Reproduce word for word the stretch of lines below, from the first line through the line containing "column 551, row 81", with both ends included. Leave the pictures out of your copy.

**Record extracts**
________________

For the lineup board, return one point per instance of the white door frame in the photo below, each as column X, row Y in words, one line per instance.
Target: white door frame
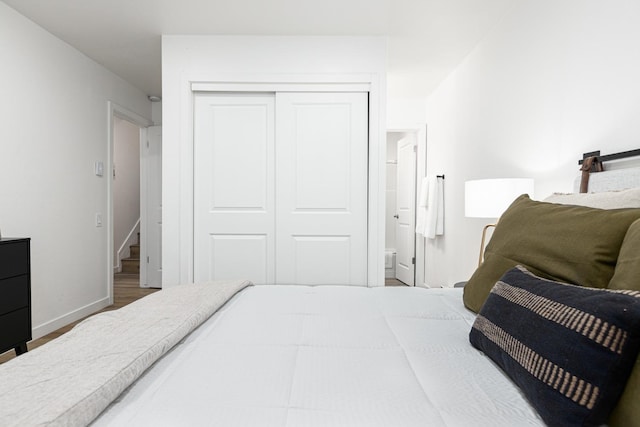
column 147, row 229
column 115, row 110
column 178, row 264
column 420, row 132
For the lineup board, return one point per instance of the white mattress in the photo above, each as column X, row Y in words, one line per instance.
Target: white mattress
column 327, row 356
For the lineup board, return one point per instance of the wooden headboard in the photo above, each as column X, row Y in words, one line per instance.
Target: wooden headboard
column 615, row 179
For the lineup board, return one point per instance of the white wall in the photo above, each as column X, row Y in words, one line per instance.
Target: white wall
column 54, row 127
column 126, row 182
column 187, row 59
column 551, row 81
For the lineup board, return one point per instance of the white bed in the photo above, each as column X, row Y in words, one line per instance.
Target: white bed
column 327, row 356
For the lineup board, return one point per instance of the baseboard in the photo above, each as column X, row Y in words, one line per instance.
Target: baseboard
column 55, row 324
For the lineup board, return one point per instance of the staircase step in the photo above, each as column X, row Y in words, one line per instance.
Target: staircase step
column 134, row 251
column 131, row 265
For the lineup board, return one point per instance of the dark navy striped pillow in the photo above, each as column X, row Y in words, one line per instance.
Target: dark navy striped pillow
column 570, row 349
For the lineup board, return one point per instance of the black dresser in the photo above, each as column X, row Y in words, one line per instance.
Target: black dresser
column 15, row 295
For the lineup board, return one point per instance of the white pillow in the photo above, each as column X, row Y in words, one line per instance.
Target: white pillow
column 606, row 200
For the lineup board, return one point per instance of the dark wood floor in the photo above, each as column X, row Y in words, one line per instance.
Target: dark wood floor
column 393, row 282
column 126, row 289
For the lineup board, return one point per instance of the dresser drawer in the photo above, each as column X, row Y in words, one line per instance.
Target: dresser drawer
column 14, row 258
column 14, row 293
column 15, row 329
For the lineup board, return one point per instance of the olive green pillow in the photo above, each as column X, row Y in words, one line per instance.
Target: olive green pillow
column 566, row 243
column 627, row 273
column 627, row 276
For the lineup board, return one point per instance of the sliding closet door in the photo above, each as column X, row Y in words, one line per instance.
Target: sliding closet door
column 234, row 187
column 321, row 182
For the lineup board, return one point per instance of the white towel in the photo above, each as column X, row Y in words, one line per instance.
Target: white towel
column 430, row 209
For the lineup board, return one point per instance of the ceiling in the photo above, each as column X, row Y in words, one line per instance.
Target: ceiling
column 426, row 38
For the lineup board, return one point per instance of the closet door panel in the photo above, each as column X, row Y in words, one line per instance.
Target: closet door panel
column 234, row 187
column 321, row 181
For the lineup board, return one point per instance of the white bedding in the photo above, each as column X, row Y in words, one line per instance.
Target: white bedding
column 327, row 356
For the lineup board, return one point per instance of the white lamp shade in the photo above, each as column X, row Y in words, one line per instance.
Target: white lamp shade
column 489, row 198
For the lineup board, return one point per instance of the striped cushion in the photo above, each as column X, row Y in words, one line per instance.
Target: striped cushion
column 570, row 349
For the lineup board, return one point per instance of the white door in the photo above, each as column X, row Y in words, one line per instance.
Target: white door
column 280, row 187
column 321, row 182
column 151, row 219
column 406, row 217
column 234, row 187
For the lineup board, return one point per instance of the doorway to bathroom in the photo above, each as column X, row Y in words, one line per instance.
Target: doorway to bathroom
column 400, row 215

________________

**Task response**
For the lineup board, return one point per instance of the white door frame in the photo below, each as column X, row Y in words, one line per instance.
Target: white door frame
column 147, row 229
column 115, row 110
column 178, row 264
column 420, row 132
For the lineup board, return one point per instance of the white mattress in the photo above, each as column X, row Y in words, one line per instance.
Target: white mattress
column 327, row 356
For the lineup board, return one point per instance of the wooden headboard in the photo above, each as column X, row Y in words, one line per instance.
Target: wooden headboard
column 615, row 179
For the lineup board, return one point per instance of the white wall in the photo above, each as column X, row Y in words, one line per instance.
Target: white wall
column 54, row 127
column 126, row 182
column 187, row 59
column 551, row 81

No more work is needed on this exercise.